# Sunulan Metin
──────

"Salgın, 3'üncü dalganın üst sınırına gidiyor"
Enfeksiyon Hastalıkları ve Klinik Mikrobiyoloji Uzmanı Prof. Dr. Bülent Ertuğrul, “En son hafta açıklanan verilere baktığımızda Samsun 100 binde 500'ün üzerine, İstanbul 100 binde 250'nin üzerine çıktı. Ve kırmızıya dönüşen illerimizin sayısı gerçekten çok ciddi derecede arttı. Bu, hastalığın şu anda üçüncü dalganın üst sınırına doğru gittiğini gösteriyor" dedi.
DHAVaka sayılarında Sağlık Bakanlığı'nın yayınladığı risk haritasında görülen artışı, Enfeksiyon Hastalıkları ve Klinik Mikrobiyoli Uzmanı Prof. Dr. Bülent Ertuğrul, değerlendirdi.
Hastalığın en önemli bulaş yolunun damlacık olduğunu vurgulayan Ertuğrul, "İnsanlar arasında damlacıklar aracılığıyla bulaşıyor. Damlacıkların yayılabilmesi için de insanların harekete geçmesi, hareket halinde olması gerekiyor. Şu anda tüm illerimizde insan hareketliliği en üst seviyeye taşınmış durumda. Özellikle kısıtlamaların azalması, bazı yerlerde tamamen kalkmasıyla beraber insan hareketliliği gerçekten çok çok arttı. Buna bağlı olarak da virüsün yayılımı arttı. En son açıklanan verilere baktığımızda Samsun 100 binde 500'ün üzerine çıktı, İstanbul 100 binde 250'nin üzerine çıktı. Ve kırmızıya dönüşen illerimizin sayısı gerçekten çok ciddi derecede arttı. Bu, hastalığın şu anda artık üçüncü dalganın üst sınırına doğru gittiğini gösteriyor bize" dedi.

──────

# Metin Üzerine Sorular
[a] Salgın haberine göre şu soruları yanıtlayın:
(i) Ertuğrul'a göre hastalığın en önemli bulaş yolu nedir?
(ii) En son açıklanan verilere göre Samsun 100 binde kaçın üzerine çıktı?
(iii) Ertuğrul, hangi kurumun yayınladığı risk haritasındaki artışı değerlendirdi?
[b] Salgın haberini son cümlesinden sonra sürdürün.
Ardından gelen kayıtlar salgın haberinden ayrı bir malzemedir.

# Verilen Kayıtlar

──────

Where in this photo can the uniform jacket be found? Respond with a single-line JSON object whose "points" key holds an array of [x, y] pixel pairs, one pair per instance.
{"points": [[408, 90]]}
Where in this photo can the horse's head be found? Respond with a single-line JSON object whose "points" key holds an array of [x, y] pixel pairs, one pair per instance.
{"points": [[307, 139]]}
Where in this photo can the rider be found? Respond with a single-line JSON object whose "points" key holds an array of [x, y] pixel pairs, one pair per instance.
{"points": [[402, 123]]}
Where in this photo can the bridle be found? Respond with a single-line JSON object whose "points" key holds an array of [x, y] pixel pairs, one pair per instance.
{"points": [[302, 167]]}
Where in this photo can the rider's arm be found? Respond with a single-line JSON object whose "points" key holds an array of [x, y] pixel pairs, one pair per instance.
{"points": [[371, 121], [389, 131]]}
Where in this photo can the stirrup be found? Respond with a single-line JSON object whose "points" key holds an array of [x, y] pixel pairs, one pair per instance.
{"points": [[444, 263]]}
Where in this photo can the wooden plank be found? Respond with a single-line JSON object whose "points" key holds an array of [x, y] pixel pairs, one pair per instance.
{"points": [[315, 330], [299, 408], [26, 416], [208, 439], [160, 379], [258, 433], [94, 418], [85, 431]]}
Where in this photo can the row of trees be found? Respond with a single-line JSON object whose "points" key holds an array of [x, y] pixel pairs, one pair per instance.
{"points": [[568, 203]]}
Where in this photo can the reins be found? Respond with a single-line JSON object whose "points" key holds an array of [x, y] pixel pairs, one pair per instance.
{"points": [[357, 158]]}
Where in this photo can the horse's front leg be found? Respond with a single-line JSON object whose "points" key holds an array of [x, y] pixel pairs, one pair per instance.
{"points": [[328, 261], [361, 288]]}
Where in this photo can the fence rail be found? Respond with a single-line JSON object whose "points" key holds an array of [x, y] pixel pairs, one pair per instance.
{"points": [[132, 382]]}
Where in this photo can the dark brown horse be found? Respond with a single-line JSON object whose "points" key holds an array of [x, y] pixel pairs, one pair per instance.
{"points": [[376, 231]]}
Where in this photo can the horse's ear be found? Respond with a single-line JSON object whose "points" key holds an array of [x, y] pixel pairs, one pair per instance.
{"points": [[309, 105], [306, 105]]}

──────

# Sırasıyla Yanıtlar
[a]
(i) Damlacık.
(ii) 500.
(iii) Sağlık Bakanlığı.

[b]
'İLLER ARASI GEÇİŞLER SINIRLANDIRILMALI'
Salgınla mücadelede en başında yapılması gerekenlerin şimdi yapılması gerektiğini kaydeden Prof. Dr. Ertuğrul, "Vaka sayılarını düşürebilmek amacıyla çok ciddi bir kısıtlamaya, hatta kapanmaya gitmemiz gerekebilir. Olguların çok olduğu yerlerden geçişlerin, yani iller arası geçişlerin de sınırlandırılması artık düşünülmeye başlanmalı. Ve hatta bir adım daha atıp, belki de uluslar arası giriş çıkışların da kısıtlanması, kontrol altına alınması belki de durdurulması gerekiyor. Çünkü salgında başarılı olan ülkelere baktığımızda birçok ülke bunu bu şekilde yaptı. Bu kısıtlamalar veya tam kapanma dediğimiz şeyi gerçekleştirirken bir yandan da çok hızlı bir şekilde özellikle ileri yaş ve risk grubundaki insanları aşılamamız gerekiyor. Yani biran önce onları bağışık hale getirmeliyiz ki daha sonraki süreçte onlar için bir risk oluşmasın" diye konuştu.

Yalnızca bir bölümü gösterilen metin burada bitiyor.